#### [Supplied data]
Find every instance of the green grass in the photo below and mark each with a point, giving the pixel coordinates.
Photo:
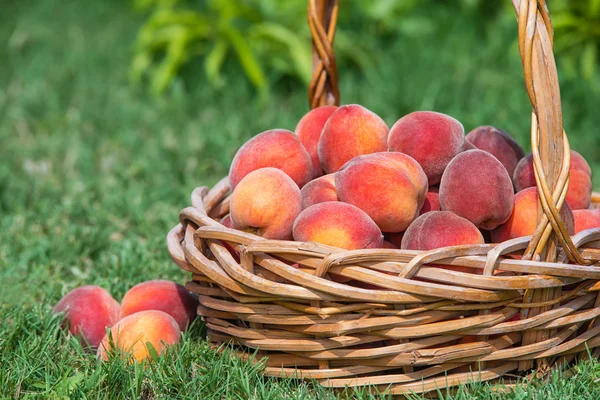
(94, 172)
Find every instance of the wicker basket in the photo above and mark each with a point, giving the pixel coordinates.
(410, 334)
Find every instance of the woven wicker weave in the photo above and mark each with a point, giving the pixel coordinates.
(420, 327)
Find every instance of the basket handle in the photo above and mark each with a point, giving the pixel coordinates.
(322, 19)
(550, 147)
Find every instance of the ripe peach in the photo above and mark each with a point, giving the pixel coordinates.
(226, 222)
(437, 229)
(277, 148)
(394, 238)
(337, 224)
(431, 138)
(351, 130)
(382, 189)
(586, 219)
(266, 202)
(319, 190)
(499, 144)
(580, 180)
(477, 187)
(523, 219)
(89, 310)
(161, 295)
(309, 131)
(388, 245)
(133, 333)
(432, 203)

--

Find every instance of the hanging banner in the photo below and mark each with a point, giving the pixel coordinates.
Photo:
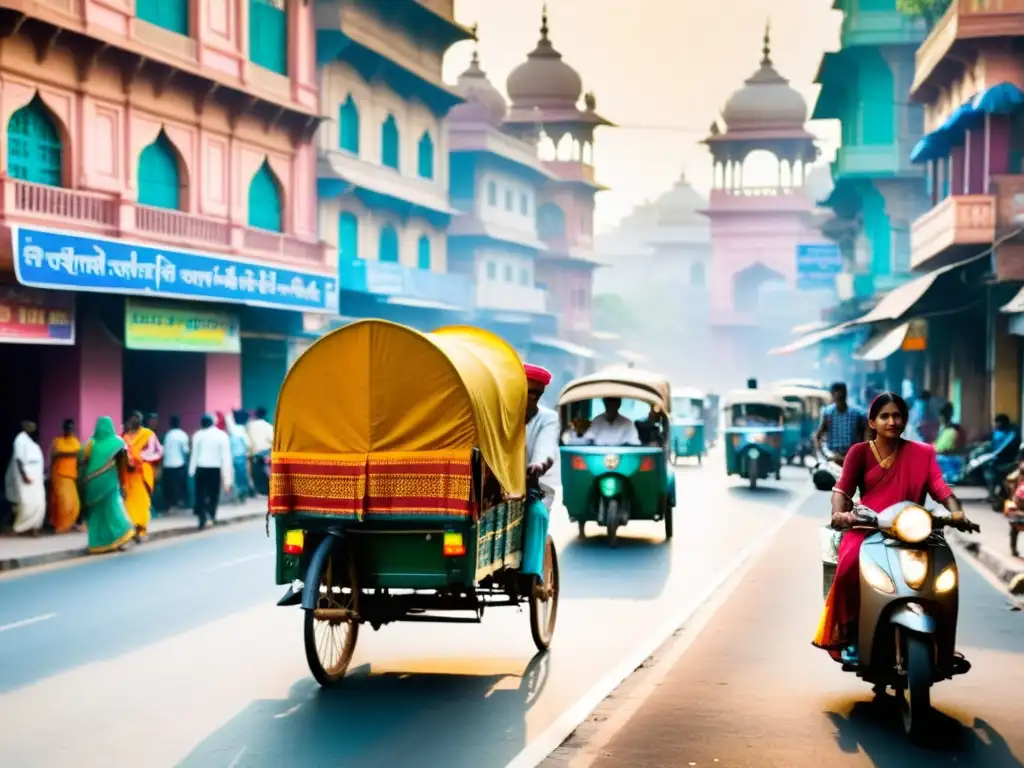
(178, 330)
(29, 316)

...

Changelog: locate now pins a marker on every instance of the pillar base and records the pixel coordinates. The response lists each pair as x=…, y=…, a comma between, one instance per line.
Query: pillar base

#### [What is expected]
Only the lines of the data holding the string "pillar" are wanted; copy each of them.

#### [Solved exercise]
Changelog: locate now pins a marker on every instance of the pillar base and records the pixel coordinates. The response lists each pair as x=…, y=…, a comma between, one instance per line.
Query: pillar base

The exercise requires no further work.